- **What you should do**:
Copy the entries below without any changes, starting with the line that contains "[trace] **wire fence**" and continuing through the line that contains "M 64 221 L 44", both of those lines included.

# Start of The data

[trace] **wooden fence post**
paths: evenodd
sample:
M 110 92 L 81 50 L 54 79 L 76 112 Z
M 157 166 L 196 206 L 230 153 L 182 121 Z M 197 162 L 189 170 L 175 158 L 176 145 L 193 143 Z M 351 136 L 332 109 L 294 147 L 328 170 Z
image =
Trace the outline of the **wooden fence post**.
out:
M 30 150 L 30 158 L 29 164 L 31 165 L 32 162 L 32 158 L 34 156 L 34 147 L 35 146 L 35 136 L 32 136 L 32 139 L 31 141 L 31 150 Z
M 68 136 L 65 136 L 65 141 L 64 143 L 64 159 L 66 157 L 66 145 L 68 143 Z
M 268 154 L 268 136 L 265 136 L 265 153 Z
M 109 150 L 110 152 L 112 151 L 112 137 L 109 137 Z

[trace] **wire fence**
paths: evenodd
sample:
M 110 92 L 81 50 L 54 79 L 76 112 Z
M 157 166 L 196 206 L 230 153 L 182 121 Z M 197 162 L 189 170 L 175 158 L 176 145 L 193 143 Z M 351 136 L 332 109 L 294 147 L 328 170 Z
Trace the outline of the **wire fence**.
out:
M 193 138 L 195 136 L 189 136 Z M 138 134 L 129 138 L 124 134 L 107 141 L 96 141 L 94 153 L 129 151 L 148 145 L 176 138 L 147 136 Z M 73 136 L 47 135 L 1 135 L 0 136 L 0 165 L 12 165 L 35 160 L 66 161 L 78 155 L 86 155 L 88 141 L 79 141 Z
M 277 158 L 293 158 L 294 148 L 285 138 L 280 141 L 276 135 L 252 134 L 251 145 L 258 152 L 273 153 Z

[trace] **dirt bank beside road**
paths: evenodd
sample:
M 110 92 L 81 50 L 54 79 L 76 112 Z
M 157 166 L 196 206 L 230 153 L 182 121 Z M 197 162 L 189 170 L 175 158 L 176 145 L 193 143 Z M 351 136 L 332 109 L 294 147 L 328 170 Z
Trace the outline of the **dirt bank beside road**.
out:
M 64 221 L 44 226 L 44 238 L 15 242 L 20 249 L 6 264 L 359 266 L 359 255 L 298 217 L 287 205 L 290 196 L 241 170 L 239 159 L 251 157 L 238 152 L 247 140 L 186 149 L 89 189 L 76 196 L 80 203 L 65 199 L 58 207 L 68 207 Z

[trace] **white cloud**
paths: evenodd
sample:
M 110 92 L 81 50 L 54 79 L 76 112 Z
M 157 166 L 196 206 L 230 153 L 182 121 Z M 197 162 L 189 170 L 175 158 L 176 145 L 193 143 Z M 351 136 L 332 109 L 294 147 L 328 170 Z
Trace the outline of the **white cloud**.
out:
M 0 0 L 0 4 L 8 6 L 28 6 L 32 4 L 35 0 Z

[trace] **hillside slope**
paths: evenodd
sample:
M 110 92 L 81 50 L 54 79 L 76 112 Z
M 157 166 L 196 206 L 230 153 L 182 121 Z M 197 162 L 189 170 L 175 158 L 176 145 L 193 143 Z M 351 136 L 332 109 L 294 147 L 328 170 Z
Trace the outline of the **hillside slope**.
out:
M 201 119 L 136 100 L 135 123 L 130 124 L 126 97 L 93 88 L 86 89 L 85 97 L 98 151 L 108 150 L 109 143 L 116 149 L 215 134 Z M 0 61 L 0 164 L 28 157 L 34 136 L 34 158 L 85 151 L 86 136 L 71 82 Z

# End of The data

- **The reply**:
[trace] **wire fence**
paths: evenodd
sample:
M 110 92 L 81 50 L 54 79 L 76 112 Z
M 157 166 L 196 206 L 230 153 L 182 121 Z M 197 162 L 189 170 L 175 158 L 176 145 L 193 143 Z M 351 136 L 332 109 L 294 147 L 328 170 Z
Trace the outline of the **wire fence**.
out:
M 193 138 L 195 136 L 189 136 Z M 138 134 L 129 138 L 124 134 L 107 141 L 96 141 L 94 153 L 129 151 L 148 145 L 176 138 L 147 136 Z M 73 136 L 47 135 L 1 135 L 0 136 L 0 165 L 12 165 L 35 160 L 66 161 L 78 155 L 86 155 L 88 141 L 79 141 Z
M 277 158 L 293 158 L 294 148 L 285 138 L 280 141 L 276 135 L 252 134 L 251 145 L 258 152 L 273 153 Z

[trace] **dirt bank beside road**
paths: evenodd
sample:
M 110 92 L 81 50 L 54 79 L 76 112 Z
M 157 166 L 196 206 L 230 153 L 182 121 Z M 197 162 L 189 170 L 175 158 L 176 145 L 193 143 Z M 351 136 L 332 109 L 294 147 L 328 170 Z
Trace the outline of the **dirt bank beside road**.
out:
M 64 221 L 44 226 L 44 238 L 15 242 L 20 249 L 6 264 L 359 266 L 359 255 L 298 217 L 287 205 L 290 196 L 241 170 L 239 159 L 251 157 L 238 152 L 247 140 L 186 149 L 89 189 L 76 196 L 80 203 L 65 199 L 58 207 L 68 207 Z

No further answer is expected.